■ Instructions to follow ■
Please filter the entries below down to the lines that contain the string "railing", treating uppercase and lowercase as different. Copy each matching line in full.

■ Input records ■
- - -

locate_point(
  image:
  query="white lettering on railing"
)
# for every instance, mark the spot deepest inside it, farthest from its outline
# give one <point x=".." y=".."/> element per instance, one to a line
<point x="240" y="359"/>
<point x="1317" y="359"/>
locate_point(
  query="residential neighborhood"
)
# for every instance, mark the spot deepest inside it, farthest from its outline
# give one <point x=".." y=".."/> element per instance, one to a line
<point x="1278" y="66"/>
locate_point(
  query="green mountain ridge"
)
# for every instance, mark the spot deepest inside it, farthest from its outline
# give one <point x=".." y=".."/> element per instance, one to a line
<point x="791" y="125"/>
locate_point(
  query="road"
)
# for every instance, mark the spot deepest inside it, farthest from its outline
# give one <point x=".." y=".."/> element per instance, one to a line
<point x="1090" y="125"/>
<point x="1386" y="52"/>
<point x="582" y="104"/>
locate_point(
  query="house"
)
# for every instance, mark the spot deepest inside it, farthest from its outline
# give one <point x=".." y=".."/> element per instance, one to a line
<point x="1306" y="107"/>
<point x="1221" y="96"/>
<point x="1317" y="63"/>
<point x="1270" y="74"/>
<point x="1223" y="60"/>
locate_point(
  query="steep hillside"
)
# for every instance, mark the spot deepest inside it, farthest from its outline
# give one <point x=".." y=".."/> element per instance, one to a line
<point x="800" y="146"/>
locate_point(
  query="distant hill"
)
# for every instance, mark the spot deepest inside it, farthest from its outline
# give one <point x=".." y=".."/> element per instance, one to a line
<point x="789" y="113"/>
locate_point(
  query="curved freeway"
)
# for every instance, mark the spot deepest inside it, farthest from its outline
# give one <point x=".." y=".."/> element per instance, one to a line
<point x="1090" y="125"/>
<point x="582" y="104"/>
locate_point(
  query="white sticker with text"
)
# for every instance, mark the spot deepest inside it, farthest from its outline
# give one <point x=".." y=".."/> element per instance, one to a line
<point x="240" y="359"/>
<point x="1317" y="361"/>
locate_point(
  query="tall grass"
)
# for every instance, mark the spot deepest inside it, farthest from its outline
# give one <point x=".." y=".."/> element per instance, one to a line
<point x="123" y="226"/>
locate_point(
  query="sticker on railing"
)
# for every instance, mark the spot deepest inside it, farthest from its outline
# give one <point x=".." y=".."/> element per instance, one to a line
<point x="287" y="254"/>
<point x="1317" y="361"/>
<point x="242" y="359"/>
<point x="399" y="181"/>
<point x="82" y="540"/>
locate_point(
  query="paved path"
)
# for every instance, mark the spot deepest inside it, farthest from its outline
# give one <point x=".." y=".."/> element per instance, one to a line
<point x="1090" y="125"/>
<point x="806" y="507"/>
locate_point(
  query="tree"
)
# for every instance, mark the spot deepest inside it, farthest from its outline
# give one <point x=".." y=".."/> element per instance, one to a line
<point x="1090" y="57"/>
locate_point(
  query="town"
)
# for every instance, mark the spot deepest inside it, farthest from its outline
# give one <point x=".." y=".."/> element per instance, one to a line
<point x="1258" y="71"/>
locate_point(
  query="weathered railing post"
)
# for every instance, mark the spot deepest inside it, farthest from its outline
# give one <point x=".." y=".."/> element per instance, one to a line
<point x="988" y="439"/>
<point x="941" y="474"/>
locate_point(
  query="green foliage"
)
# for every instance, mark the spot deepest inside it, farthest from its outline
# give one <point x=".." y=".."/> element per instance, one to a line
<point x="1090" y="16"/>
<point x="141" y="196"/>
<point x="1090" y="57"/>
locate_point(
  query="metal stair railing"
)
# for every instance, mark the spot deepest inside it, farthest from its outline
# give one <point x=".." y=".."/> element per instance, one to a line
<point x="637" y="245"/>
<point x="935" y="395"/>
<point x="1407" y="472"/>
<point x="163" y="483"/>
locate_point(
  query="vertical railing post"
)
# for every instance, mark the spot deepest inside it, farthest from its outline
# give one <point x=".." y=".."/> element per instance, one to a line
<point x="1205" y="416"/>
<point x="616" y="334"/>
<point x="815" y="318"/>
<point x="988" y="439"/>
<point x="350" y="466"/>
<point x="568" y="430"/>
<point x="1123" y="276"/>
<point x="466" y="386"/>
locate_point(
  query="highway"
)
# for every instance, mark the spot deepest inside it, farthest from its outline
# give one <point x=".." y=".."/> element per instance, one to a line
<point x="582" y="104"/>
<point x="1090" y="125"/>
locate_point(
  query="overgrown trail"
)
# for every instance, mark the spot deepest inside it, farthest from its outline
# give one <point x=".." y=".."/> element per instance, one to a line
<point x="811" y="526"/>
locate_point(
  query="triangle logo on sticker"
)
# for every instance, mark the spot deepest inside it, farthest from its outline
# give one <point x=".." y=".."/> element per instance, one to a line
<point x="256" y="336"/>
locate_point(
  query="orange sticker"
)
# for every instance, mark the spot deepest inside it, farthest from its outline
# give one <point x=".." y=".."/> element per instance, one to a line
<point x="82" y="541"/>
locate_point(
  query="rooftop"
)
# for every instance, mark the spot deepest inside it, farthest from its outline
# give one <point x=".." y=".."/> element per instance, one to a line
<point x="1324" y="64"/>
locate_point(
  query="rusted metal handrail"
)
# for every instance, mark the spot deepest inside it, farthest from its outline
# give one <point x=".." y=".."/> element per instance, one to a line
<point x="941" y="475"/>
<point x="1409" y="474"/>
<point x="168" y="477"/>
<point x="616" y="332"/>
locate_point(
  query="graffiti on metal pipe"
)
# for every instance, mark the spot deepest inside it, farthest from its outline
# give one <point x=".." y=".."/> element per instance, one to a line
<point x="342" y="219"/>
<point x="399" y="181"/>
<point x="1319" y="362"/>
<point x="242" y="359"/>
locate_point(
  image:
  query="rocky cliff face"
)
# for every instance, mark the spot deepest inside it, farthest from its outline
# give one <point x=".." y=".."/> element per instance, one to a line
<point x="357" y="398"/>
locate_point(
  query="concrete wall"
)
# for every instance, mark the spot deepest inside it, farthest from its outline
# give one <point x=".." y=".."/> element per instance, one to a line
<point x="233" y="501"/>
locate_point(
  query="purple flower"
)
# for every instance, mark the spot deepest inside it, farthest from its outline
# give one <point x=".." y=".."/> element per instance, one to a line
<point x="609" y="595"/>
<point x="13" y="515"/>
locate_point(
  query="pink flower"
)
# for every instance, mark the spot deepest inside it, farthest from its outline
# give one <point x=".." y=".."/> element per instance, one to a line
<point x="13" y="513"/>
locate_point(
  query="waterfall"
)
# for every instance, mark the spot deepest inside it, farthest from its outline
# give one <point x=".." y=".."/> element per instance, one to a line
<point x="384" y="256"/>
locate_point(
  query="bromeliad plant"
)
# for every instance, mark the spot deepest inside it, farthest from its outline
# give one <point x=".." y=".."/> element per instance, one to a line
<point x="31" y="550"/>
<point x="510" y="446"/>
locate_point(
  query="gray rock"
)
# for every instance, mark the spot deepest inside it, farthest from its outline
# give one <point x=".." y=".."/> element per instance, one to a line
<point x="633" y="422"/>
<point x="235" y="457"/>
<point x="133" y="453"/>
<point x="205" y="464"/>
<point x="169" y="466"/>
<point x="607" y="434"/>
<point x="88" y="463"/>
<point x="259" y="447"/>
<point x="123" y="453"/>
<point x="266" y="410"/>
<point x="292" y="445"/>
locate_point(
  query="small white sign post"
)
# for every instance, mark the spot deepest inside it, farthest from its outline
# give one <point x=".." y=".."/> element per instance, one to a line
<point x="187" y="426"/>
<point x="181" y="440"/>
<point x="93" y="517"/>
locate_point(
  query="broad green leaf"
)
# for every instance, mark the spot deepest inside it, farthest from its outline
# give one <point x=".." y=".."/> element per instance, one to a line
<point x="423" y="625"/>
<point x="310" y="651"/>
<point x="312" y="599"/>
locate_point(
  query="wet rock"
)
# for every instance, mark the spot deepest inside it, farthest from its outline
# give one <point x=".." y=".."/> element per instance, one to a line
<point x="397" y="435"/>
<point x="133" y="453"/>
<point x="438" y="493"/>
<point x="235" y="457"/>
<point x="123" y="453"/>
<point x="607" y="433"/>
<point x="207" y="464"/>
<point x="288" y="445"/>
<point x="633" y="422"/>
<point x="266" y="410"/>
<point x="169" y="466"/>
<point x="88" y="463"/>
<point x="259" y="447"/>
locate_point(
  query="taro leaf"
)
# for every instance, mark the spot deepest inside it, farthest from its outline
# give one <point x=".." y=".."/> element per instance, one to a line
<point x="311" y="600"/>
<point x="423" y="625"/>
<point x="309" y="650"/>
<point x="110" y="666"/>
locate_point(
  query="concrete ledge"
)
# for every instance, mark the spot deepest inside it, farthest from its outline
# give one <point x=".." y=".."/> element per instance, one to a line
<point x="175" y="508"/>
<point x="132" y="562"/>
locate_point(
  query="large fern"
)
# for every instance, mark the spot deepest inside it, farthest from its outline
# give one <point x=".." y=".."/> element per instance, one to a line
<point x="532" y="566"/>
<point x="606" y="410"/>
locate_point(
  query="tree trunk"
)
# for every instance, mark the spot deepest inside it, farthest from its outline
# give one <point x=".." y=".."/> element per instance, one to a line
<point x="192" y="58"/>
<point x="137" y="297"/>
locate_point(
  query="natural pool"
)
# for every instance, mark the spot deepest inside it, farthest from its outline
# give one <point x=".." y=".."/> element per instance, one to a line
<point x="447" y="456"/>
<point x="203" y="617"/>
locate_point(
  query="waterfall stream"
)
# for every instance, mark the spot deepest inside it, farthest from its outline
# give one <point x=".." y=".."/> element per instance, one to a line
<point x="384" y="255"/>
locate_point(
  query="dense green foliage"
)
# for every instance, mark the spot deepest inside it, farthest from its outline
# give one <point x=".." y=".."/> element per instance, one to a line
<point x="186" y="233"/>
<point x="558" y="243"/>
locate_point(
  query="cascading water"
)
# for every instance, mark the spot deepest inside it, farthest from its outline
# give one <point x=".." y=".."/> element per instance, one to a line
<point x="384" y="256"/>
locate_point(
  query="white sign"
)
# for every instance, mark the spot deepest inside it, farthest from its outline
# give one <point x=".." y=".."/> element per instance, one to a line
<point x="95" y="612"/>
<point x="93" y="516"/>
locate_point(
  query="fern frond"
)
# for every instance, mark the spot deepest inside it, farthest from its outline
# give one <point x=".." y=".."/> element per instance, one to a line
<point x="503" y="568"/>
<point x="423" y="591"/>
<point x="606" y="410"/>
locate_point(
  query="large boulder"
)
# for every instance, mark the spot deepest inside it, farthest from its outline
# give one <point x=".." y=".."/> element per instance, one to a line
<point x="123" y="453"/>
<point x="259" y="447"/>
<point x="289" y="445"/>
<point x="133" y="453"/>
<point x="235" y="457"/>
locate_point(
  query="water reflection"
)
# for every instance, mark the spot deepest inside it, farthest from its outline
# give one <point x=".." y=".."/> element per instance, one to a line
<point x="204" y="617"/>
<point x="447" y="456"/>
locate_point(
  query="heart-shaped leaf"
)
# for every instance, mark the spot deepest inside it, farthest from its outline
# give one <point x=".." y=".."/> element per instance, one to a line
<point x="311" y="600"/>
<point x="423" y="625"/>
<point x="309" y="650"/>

- - -

■ Correct answer ■
  query="white lettering on railing"
  query="sticker on railing"
  query="weathered railing post"
  query="metal stair railing"
  query="vertical railing post"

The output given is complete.